— Text to read —
>> start

Guest article by Karl-Heinz Remmers, PV pioneer
For a long time the public has held a deep fascination for solar power and hydrogen. Around the world, both of these technologies have been described as great opportunities and the solution to our energy problems. Indeed, hydrogen is regarded within the current public debate as a cure for all ills. What’s the latest on these solutions? Where does the green power they need come from? And how can (green) hydrogen and photovoltaics more rapidly leverage their huge shared potential?
When we started designing and building solar power plants in 1992, the fascination with hydrogen and solar energy was already immense. However, photovoltaic or PV plants were extremely expensive. In Germany they were only bought by enthusiasts, and even these purchases were dependent on (massive) grants. These (lost) grants came and went, just as the new pilot schemes and flagship projects did. The only relatively stable markets to be found globally were in space flight (no concern about cost) and off-grid, where suitable. Grid-connected photovoltaics didn’t make much progress in terms of scaling up production, and therefore the plants remained expensive and practically irrelevant for energy supply purposes.

>> end

— The records —
>> start

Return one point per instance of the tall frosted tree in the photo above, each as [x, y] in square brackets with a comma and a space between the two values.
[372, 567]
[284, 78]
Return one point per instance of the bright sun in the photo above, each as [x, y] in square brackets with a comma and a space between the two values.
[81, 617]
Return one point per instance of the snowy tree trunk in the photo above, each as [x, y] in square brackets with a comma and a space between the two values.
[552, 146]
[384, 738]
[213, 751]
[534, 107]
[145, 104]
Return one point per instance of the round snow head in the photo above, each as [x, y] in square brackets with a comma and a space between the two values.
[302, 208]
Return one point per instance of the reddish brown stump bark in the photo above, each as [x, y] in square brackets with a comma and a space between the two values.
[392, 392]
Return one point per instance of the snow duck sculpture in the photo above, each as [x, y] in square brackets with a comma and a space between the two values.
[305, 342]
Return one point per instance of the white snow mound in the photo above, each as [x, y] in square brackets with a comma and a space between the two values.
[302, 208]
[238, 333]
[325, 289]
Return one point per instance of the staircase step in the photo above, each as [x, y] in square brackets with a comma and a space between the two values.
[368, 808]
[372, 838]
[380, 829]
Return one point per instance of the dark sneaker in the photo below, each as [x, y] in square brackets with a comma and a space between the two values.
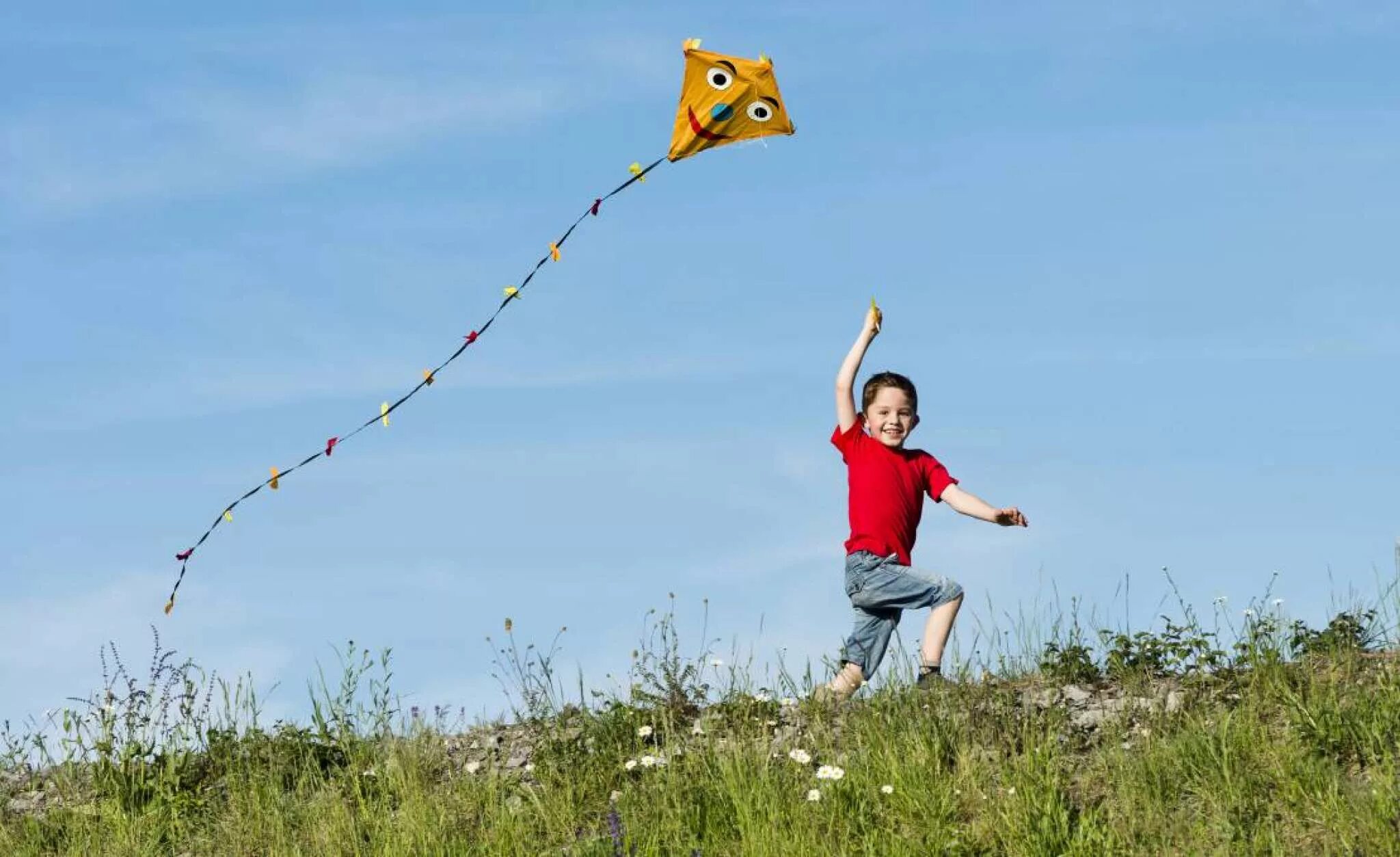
[930, 681]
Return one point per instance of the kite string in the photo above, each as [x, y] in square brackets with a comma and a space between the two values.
[184, 556]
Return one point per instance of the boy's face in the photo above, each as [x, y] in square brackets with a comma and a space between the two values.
[891, 417]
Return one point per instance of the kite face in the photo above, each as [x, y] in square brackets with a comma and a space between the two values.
[725, 100]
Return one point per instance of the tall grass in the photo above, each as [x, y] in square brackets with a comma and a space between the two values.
[1284, 738]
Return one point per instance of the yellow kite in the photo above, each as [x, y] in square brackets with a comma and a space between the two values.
[723, 100]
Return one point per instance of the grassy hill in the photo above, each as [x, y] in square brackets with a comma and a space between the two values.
[1282, 740]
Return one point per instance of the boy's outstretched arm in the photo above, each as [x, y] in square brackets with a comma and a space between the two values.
[976, 507]
[846, 375]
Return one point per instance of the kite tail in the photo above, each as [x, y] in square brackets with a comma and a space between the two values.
[638, 174]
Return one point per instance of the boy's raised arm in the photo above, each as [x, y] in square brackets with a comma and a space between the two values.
[846, 375]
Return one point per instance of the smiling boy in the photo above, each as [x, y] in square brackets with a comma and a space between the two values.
[887, 499]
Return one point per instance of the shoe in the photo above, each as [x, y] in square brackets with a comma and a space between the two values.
[930, 681]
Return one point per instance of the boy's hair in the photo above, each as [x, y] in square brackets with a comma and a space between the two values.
[884, 380]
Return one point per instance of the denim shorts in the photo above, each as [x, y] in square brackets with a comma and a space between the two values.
[881, 590]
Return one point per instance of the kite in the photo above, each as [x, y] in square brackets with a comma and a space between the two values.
[723, 100]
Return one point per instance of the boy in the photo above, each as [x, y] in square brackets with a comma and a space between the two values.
[887, 496]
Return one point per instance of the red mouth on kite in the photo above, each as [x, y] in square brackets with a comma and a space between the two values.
[701, 132]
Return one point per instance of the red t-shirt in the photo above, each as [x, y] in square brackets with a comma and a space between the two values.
[887, 490]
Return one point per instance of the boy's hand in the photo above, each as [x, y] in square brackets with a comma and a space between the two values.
[874, 318]
[1011, 517]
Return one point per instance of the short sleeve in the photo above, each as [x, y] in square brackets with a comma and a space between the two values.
[936, 478]
[849, 441]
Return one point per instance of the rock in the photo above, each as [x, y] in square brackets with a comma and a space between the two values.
[1088, 719]
[27, 803]
[1075, 695]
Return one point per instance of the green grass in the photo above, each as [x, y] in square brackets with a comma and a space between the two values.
[1286, 741]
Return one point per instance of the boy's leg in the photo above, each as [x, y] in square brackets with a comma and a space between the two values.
[936, 632]
[899, 587]
[863, 652]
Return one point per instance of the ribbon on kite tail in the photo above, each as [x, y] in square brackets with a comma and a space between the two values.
[638, 174]
[723, 100]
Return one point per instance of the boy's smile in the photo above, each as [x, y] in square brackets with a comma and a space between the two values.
[891, 417]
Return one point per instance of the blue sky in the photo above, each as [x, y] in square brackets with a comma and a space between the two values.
[1139, 259]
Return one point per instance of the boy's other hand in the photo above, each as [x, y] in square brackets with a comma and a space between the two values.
[1011, 517]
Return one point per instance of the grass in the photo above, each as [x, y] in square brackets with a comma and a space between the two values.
[1282, 740]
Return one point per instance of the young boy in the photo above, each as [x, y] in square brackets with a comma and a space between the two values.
[887, 497]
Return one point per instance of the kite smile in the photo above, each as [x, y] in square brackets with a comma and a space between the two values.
[701, 132]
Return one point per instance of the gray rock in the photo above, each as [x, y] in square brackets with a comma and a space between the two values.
[1075, 695]
[28, 802]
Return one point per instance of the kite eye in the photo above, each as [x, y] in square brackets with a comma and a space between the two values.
[718, 79]
[761, 111]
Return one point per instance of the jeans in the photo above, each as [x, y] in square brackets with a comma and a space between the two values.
[881, 590]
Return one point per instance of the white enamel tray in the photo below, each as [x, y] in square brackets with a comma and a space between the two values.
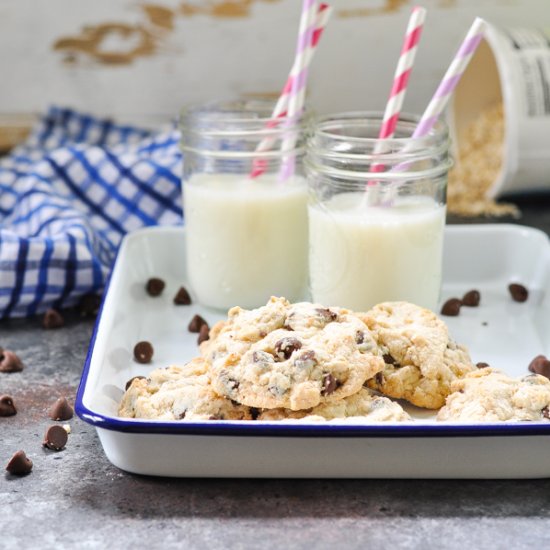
[503, 333]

>> end

— Jobs —
• A. List every word or phrase that the article on solar power and hydrogen puts in parentheses.
• B. Pull out every line of the listing that contains the string "rock", matching case exactly.
The article and the listing are unrelated material.

— Replies —
• A.
green
massive
lost
no concern about cost

• B.
Return one point per instance of the rock in the photo above, each as [x, y] in square brackets with a comma and a space between the two values.
Return one point per instance of the gray rock in the photo above, each as [x, y] in square brackets with a comma and a space between the two values.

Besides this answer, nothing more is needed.